* start Record set *

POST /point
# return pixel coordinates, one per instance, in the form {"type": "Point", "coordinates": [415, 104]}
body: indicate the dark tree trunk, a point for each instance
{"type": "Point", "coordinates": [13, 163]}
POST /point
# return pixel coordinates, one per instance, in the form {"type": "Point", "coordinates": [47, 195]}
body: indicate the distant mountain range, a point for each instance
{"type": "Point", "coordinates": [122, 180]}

* end Record set *

Reproduce all of the records above word for word, keeping every line in its original order.

POST /point
# return pixel coordinates, one per instance, in the form {"type": "Point", "coordinates": [415, 104]}
body: indicate the dark tree trunk, a point for each instance
{"type": "Point", "coordinates": [13, 163]}
POST /point
# return pixel coordinates, one per instance, in the form {"type": "Point", "coordinates": [47, 195]}
body: indicate the distant mountain range, a point for each instance
{"type": "Point", "coordinates": [122, 180]}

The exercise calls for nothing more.